• Activity:
Find all the lines in the entries below that hold the word "outline" and copy them.

• Records shown:
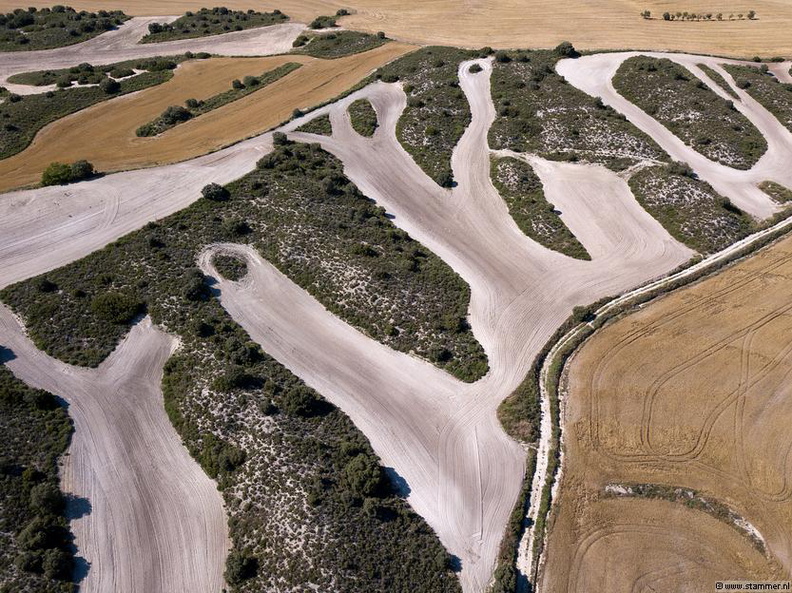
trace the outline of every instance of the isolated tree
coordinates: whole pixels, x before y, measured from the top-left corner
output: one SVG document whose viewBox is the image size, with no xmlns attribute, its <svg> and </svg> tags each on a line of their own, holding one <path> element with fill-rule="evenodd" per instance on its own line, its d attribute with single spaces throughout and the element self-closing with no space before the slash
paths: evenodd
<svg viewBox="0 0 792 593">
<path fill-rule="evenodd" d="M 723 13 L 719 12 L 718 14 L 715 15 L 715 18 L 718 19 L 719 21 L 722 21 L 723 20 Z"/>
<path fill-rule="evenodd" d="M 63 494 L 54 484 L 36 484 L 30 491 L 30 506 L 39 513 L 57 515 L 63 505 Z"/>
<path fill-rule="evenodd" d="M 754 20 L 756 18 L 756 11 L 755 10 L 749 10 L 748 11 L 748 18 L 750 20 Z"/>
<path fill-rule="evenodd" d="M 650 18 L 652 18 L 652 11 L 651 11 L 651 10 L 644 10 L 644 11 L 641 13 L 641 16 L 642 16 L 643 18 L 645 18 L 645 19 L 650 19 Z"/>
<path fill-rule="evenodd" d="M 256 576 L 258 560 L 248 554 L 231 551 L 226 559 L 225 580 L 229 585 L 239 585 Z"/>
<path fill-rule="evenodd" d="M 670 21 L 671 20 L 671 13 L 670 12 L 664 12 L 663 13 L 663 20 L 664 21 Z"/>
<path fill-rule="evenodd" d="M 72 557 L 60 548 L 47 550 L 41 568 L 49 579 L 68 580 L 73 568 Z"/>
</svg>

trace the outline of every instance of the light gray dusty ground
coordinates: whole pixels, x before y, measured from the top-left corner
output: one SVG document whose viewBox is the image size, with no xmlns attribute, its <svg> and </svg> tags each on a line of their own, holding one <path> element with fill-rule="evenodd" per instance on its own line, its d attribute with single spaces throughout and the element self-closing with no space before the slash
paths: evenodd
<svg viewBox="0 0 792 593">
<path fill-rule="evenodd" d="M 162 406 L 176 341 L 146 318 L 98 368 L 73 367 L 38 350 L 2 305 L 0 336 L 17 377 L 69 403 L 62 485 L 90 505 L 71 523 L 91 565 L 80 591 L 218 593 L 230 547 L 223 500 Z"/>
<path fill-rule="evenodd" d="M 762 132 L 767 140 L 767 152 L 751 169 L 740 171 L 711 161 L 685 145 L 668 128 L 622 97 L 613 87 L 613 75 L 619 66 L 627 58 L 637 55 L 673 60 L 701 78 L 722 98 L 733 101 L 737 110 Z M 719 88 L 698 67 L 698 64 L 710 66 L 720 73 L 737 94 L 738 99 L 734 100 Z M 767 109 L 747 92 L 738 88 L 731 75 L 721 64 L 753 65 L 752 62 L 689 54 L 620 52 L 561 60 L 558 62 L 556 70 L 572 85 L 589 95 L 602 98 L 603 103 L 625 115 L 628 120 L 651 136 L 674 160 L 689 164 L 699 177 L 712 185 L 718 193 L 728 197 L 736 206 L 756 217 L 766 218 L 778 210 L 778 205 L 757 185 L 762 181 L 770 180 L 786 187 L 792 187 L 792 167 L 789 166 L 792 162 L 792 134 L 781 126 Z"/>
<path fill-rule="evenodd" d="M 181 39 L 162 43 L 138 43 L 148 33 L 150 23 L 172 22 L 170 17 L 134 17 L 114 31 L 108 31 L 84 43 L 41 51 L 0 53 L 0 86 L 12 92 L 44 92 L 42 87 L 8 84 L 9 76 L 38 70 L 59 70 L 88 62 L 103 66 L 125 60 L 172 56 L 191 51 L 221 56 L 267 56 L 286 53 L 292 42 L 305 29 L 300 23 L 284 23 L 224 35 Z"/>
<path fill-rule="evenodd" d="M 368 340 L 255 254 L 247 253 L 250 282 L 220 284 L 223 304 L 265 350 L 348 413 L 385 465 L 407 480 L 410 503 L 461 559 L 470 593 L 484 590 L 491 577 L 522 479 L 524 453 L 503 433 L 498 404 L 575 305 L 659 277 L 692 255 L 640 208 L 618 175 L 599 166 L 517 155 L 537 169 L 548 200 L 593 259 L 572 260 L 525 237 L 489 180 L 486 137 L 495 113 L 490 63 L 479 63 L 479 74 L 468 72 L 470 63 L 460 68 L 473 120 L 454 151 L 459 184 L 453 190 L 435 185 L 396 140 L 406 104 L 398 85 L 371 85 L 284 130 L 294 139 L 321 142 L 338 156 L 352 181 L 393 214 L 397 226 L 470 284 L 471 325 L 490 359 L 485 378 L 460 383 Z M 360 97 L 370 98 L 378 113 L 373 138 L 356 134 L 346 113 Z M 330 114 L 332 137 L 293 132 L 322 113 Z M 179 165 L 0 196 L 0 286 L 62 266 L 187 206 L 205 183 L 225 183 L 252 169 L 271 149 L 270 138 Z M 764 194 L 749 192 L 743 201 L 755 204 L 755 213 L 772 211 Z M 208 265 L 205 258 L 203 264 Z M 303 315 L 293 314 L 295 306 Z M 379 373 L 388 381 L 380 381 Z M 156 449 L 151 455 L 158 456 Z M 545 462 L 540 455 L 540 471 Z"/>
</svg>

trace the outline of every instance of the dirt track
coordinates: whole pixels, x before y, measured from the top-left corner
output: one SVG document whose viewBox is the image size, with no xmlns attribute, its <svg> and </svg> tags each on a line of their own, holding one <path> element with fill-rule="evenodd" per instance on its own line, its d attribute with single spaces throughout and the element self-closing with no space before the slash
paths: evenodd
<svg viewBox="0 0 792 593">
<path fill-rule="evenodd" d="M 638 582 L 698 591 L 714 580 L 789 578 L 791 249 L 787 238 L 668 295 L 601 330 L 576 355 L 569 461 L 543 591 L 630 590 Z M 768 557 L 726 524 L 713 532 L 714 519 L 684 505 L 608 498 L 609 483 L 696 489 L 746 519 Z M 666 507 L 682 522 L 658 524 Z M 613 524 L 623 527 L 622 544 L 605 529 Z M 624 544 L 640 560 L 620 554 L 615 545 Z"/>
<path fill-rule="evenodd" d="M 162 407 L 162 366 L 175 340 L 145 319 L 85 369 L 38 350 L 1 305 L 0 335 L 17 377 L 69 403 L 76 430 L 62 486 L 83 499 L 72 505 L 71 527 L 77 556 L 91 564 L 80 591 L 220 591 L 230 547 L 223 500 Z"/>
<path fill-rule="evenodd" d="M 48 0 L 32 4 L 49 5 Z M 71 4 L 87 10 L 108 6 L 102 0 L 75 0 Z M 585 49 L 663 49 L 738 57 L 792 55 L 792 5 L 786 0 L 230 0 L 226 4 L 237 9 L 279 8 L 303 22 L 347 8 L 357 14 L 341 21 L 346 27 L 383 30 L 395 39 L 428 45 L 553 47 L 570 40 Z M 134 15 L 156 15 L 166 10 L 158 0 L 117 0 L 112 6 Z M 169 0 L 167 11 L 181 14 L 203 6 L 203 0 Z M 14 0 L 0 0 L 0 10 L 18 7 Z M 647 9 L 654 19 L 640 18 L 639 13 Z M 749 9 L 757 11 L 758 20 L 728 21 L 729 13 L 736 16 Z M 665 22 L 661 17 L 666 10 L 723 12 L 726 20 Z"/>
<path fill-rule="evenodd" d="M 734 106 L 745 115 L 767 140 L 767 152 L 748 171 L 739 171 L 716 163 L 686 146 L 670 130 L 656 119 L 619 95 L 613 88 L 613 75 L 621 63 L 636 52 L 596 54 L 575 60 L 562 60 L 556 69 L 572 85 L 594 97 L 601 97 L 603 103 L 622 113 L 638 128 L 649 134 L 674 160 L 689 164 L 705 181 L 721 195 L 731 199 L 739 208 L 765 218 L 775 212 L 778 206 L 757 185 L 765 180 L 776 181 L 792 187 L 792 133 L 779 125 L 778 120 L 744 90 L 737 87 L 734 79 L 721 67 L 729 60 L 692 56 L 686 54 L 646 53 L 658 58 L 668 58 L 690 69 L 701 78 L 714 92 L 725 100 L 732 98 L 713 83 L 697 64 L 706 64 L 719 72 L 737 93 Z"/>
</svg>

• Reply to the exercise:
trace the outline of every instance of the isolated tree
trace the outline of every instance of the light gray dusty ground
trace the outline of every instance of the dirt track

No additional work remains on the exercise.